Job: Add 79 to every coordinate in the answers, and reproduce the lines starting at the one containing "cardigan in the photo above." and ending at the last of the data entries, requests included.

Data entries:
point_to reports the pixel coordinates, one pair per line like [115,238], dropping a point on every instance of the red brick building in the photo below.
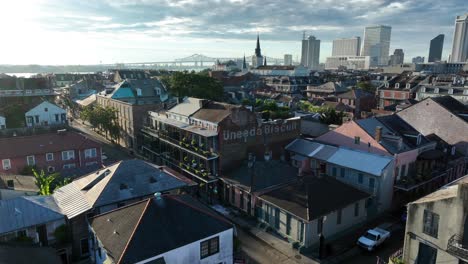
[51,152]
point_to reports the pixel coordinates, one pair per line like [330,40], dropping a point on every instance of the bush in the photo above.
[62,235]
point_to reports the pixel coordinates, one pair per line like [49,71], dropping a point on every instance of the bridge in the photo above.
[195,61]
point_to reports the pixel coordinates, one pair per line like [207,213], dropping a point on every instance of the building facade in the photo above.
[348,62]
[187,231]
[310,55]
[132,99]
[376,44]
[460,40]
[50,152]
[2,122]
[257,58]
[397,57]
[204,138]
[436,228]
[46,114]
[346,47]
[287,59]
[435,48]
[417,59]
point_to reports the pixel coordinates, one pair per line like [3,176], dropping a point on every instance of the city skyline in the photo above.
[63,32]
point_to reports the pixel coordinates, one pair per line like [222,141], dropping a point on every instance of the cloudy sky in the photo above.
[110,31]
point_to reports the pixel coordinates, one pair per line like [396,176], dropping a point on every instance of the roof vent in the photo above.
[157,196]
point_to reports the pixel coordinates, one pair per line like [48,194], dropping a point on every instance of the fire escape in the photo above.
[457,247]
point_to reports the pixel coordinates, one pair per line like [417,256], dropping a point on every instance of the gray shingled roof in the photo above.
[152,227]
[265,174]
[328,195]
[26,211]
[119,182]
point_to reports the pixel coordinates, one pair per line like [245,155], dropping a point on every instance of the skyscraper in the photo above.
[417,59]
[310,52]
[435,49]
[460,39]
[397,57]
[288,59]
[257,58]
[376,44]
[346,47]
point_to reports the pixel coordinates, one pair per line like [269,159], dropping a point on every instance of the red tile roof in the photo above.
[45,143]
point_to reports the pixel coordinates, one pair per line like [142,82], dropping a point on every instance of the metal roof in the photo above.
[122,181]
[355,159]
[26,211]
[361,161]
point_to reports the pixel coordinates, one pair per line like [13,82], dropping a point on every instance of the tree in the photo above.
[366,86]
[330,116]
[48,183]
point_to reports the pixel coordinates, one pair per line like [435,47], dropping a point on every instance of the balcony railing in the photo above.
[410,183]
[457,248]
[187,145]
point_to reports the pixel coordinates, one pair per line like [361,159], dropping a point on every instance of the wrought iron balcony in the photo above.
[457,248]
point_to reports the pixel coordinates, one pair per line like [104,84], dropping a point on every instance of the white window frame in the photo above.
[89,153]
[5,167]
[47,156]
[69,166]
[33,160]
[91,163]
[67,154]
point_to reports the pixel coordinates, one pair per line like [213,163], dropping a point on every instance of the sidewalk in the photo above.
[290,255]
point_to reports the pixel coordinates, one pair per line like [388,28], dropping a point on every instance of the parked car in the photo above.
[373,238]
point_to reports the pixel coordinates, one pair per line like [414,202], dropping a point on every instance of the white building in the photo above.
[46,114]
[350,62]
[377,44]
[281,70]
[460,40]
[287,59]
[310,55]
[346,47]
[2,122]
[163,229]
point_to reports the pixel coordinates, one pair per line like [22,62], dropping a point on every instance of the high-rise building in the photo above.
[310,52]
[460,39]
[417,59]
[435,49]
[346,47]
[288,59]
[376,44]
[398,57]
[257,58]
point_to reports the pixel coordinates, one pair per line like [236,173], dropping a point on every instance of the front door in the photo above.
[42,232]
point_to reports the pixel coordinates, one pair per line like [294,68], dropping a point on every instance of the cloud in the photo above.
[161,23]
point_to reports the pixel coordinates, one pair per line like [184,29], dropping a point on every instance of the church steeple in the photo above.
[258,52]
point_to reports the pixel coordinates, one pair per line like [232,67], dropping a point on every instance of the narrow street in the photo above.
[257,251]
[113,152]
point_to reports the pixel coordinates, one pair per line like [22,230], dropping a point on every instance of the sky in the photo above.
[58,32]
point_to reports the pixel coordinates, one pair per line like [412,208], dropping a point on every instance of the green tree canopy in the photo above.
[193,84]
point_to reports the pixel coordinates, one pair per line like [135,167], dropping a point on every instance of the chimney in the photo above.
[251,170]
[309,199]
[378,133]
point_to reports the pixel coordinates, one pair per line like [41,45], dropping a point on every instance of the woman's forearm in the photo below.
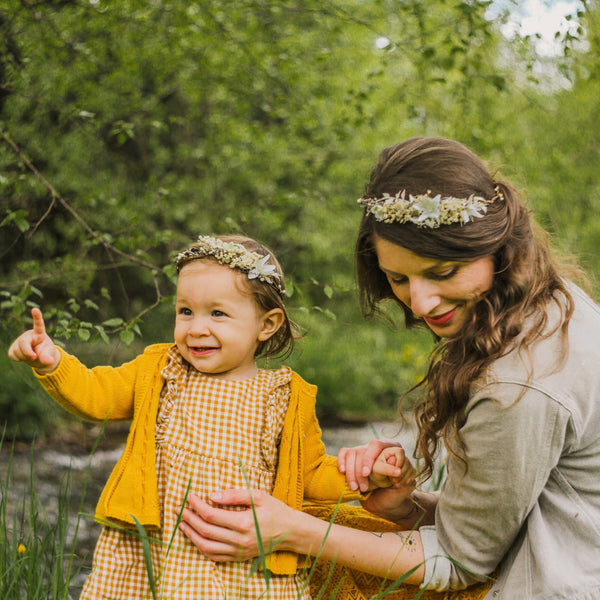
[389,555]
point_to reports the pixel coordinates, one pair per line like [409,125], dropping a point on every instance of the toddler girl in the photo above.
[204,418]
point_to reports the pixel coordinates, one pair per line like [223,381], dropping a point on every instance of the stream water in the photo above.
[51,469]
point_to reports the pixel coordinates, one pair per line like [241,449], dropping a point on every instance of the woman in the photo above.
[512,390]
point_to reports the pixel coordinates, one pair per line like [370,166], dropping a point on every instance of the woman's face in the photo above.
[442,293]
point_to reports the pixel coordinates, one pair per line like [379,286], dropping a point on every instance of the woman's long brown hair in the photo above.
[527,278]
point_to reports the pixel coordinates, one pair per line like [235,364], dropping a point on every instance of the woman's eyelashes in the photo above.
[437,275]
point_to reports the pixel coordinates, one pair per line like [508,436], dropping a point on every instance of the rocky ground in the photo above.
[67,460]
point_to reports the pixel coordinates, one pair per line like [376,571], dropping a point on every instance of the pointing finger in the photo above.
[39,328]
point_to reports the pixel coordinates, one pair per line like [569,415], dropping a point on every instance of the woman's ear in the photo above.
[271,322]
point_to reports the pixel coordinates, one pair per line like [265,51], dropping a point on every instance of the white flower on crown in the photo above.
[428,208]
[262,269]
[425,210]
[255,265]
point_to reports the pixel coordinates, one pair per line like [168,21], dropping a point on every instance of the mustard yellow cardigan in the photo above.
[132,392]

Result of this exercise:
point_to reports the pixel coordinates, one pair per line like [168,21], dropping a point on every instance of the mustard yellow cardigan in the photo above.
[211,471]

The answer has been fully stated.